» Exercise description
Copy the passage of the fuzzy c-means thread below verbatim, beginning at the words "I use the fuzzy-c-means" and stopping after the words "behavior is confusing.".

» Selection
::::

1

I use the fuzzy-c-means clustering implementation and I would like the data X to form the number of clusters i define in the algorithm(I beleive that is how it works). But the behavior is confusing.

cm = FCM(n_clusters=6)
cm.fit(X)

This code generates a plot with 4 labels - [0,2,4,6]

cm = FCM(n_clusters=4)
cm.fit(X)

This code generates a plot with 4 labels - [0,1,2,3]

I expect labels [0,1,2,3,4,5] when i initialize the cluster number to be 6.

code:

from fcmeans import FCM
from matplotlib import pyplot as plt
from seaborn import scatterplot as scatter

# fit the fuzzy-c-means
fcm = FCM(n_clusters=6)
fcm.fit(X)

# outputs
fcm_centers = fcm.centers
fcm_labels  = fcm.u.argmax(axis=1)

# plot result
%matplotlib inline
f, axes = plt.subplots(1, 2, figsize=(11,5))
scatter(X[:,0], X[:,1], ax=axes[0])
scatter(X[:,0], X[:,1], ax=axes[1], hue=fcm_labels)
scatter(fcm_centers[:,0], fcm_centers[:,1], ax=axes[1],marker="s",s=200)
plt.show()
desertnaut
  • 57,590
  • 26
  • 140
  • 166
hakuna_code
  • 783
  • 7
  • 16
  • Please include details of which implementation you are using and the relevant imports - if it is not `skfuzzy`, please remove the (added by myself) tag – desertnaut Jul 16 '19 at 11:31
  • It is an implementation from fcmeans. But the problem is not with the implementation, even with skfuzzy I see the same behavior. – hakuna_code Jul 16 '19 at 11:35
  • We always need the implementation, in order to try to *reproduce* the behavior... – desertnaut Jul 16 '19 at 11:45
  • Thanks! added the whole code used, and the implementation is fcmeans – hakuna_code Jul 16 '19 at 11:49
  • But i mainly need to understand this cluster results. In general, we can expect the number of clusters of defined(in my case n=6) as the outputted cluster right? Or will the output vary from the given number of clusters? – hakuna_code Jul 16 '19 at 12:13
  • 1
    I would *suspect* that, if the algorithm cannot find "enough" clusters, it does not respect the `n_clusters` argument, and it effectively treats it as the max number of clusters to search for; but that is just my suspicion, I would like to experiment myself, but unfortunately I cannot install the package (`pip` does not seem to work). – desertnaut Jul 16 '19 at 12:17
  • Thanks thats my suspiction too! pip install fuzzy-c-means worked for me though! – hakuna_code Jul 16 '19 at 12:24

3 Answers3

0

Fuzzy c-means is a fuzzy clustering algorithm.

::::

» Dataset records
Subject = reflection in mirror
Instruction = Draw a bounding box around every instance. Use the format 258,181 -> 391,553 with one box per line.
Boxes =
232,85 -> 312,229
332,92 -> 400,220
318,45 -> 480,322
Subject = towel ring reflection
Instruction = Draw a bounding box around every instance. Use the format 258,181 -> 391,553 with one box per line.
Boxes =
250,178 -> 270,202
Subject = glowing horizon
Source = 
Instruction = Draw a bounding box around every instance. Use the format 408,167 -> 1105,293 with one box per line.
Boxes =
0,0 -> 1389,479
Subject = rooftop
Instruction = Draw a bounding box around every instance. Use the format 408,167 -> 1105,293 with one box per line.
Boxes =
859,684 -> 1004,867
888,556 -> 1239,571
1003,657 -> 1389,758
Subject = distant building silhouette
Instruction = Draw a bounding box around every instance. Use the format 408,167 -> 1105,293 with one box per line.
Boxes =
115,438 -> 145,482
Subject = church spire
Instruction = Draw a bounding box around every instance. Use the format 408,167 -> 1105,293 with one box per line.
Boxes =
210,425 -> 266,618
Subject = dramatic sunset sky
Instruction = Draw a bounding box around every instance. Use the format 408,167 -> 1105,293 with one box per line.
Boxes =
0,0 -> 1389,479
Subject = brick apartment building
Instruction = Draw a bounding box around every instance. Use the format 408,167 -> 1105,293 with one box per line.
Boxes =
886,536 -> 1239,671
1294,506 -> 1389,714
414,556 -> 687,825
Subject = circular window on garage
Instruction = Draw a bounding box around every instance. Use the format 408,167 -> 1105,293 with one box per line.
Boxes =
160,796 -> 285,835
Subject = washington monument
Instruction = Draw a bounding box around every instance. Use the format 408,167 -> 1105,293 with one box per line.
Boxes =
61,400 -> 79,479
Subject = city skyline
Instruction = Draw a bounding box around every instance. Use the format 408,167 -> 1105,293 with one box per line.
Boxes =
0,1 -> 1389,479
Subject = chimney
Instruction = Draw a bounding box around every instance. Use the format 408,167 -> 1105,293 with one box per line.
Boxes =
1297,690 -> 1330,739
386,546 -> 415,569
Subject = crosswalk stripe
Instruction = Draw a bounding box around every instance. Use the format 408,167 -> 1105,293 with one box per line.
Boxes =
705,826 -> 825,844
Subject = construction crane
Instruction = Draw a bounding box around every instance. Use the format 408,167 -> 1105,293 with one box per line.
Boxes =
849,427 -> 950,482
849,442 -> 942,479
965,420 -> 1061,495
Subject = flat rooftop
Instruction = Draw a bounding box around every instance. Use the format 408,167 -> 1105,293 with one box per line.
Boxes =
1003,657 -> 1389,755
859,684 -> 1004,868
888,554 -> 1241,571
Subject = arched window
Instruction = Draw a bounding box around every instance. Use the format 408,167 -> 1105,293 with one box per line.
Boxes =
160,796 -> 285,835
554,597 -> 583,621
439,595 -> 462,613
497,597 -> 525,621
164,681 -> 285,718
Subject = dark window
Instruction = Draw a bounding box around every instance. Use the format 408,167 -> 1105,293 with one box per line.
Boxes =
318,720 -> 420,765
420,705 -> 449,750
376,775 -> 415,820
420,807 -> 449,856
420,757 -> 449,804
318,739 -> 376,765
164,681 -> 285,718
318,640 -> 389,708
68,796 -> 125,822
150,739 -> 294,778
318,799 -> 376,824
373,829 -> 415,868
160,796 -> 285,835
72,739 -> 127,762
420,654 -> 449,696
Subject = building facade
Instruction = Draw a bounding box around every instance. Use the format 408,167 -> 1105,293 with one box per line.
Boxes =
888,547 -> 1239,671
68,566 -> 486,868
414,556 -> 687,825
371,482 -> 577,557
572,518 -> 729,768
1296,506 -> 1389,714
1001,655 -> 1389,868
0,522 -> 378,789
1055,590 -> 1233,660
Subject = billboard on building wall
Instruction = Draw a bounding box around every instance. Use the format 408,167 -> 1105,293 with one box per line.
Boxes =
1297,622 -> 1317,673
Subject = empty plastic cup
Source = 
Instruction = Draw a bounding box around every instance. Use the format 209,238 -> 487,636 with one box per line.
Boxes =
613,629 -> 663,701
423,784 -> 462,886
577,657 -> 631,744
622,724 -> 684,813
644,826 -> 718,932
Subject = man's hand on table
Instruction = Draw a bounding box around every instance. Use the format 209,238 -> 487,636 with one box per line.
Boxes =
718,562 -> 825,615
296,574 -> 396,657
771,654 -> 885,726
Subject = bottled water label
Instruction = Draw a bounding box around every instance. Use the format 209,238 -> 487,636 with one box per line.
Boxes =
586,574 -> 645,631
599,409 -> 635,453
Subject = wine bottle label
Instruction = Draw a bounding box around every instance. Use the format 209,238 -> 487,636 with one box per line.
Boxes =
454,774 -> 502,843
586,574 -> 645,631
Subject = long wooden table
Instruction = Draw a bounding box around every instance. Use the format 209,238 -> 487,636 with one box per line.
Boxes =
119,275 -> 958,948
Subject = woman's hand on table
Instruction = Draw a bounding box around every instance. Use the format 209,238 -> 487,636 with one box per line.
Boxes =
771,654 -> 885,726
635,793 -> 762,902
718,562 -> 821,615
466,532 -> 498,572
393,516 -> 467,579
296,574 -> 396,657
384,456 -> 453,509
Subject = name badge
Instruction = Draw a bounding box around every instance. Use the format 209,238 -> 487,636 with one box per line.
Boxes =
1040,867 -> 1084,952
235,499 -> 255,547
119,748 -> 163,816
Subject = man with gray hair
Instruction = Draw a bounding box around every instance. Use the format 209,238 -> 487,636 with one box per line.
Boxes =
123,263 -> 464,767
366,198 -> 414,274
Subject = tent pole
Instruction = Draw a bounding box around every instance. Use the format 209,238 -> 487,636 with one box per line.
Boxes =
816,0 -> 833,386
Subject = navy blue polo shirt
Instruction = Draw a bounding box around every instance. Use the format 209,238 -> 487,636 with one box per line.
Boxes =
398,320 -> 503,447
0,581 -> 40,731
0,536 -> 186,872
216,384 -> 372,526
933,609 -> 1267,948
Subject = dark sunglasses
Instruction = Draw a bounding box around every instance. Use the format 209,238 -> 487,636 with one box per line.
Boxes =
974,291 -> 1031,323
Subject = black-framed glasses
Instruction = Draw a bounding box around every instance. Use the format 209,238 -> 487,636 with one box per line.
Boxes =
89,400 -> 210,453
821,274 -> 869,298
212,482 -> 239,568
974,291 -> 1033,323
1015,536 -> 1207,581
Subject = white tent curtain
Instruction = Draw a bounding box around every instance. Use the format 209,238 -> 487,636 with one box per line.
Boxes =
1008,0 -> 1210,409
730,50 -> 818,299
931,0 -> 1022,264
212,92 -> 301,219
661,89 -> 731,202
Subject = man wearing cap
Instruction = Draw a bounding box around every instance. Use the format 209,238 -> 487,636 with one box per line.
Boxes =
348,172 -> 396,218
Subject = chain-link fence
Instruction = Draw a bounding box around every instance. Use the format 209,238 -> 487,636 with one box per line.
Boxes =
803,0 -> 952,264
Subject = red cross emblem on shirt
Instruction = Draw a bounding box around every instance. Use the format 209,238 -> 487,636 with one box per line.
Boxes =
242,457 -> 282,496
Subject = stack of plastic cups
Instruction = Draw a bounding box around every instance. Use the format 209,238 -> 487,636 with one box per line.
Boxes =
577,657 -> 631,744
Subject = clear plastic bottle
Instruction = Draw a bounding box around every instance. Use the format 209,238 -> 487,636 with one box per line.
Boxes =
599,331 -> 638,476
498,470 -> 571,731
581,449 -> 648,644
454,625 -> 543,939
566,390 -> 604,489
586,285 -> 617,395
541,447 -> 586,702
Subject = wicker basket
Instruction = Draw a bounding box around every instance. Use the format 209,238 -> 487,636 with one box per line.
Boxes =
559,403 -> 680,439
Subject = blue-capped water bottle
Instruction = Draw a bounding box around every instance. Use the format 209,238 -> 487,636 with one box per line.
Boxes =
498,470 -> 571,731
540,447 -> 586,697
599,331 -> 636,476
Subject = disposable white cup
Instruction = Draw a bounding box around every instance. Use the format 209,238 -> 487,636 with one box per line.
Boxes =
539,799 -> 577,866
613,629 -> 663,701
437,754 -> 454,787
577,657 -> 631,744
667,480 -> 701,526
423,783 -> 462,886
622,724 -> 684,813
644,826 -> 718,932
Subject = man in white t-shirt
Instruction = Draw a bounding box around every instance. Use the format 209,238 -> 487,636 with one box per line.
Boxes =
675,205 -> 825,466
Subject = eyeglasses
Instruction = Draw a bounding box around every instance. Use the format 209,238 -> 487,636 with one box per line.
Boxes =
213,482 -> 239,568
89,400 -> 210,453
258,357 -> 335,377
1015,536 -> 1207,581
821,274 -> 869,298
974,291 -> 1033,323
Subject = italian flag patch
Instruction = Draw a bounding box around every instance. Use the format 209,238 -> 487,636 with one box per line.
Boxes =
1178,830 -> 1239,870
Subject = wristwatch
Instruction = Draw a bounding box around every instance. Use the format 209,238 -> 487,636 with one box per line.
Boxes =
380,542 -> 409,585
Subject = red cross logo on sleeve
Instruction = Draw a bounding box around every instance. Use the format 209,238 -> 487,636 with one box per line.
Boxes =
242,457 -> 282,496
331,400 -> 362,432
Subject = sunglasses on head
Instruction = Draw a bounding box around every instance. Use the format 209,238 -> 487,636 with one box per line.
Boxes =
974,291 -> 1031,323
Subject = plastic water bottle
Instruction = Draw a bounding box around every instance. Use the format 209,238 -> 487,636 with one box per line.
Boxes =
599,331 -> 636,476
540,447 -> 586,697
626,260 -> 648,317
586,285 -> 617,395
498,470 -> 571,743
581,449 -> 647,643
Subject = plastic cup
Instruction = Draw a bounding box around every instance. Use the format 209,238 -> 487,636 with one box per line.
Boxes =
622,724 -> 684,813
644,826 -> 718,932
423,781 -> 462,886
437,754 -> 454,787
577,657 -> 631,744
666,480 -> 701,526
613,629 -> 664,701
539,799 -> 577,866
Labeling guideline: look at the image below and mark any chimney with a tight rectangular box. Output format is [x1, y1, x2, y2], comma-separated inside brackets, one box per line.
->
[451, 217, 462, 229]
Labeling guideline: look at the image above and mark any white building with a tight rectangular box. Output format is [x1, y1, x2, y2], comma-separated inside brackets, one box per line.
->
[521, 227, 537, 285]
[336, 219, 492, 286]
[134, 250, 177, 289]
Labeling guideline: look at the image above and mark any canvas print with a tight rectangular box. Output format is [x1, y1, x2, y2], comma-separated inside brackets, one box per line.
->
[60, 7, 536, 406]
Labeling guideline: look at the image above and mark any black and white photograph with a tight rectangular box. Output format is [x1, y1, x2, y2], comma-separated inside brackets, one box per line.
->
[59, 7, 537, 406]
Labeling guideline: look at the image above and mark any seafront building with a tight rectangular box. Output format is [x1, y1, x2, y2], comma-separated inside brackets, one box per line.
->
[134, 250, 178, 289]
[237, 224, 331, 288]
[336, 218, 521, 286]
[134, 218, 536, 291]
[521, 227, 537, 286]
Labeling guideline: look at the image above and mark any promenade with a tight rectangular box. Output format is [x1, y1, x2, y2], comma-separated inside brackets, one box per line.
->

::::

» Response below
I use the fuzzy-c-means clustering implementation and I would like the data X to form the number of clusters i define in the algorithm(I beleive that is how it works). But the behavior is confusing.